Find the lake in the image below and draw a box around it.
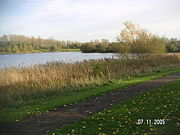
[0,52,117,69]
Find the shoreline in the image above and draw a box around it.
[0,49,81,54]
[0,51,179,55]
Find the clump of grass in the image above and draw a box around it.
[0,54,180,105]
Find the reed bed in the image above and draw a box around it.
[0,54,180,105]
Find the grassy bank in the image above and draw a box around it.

......

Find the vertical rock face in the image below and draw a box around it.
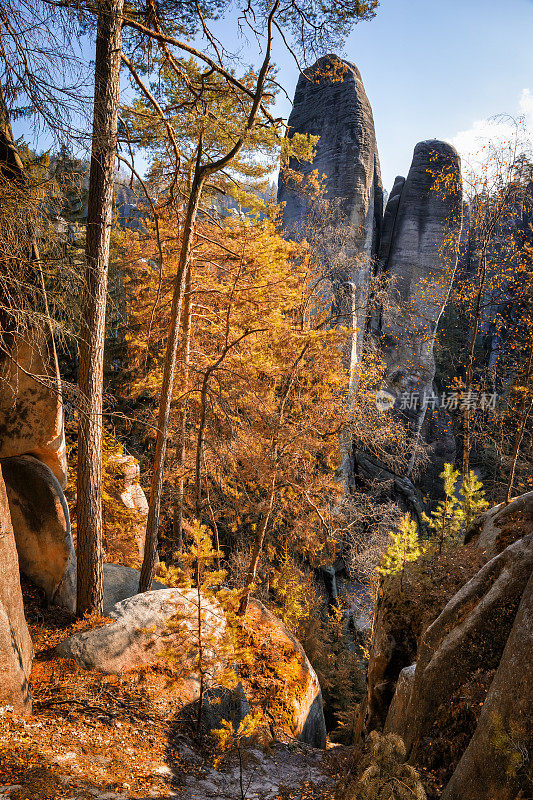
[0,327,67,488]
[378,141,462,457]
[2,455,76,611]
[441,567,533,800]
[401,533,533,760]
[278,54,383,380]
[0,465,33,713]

......

**Exercise instructions**
The lines above starting at the one that holds "Find the lake" and ending at the one that holds "Find the grassy" are to be written out exactly, ends included, and no pictures are to be copied.

**Solution**
Find the lake in the image below and draw a box around it.
[0,52,117,69]
Find the shoreline in the image above and draw a box around it.
[0,49,81,54]
[0,51,179,55]
Find the clump of grass in the image above and draw a box around it.
[0,54,180,105]
Find the reed bed in the image above and draw a box around it.
[0,54,180,105]
Find the grassy bank in the image above and draw a box around it.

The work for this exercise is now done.